EXERCISE DESCRIPTION
Lay out the records below as a Markdown table with two columns, Row and Line. Give each nonblank line its own numbered row, in order, and leave out blank lines.

ENTRIES SHOWN
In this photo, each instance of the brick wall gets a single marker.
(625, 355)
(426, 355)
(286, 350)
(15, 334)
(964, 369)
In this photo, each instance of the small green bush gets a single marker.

EXERCISE OUTPUT
| Row | Line |
|---|---|
| 1 | In this photo, each instance of the brick wall gets a single marker. |
| 2 | (625, 355) |
| 3 | (426, 355) |
| 4 | (286, 350) |
| 5 | (15, 334) |
| 6 | (964, 369) |
| 7 | In this photo, each instance of the small green bush gets a single marker. |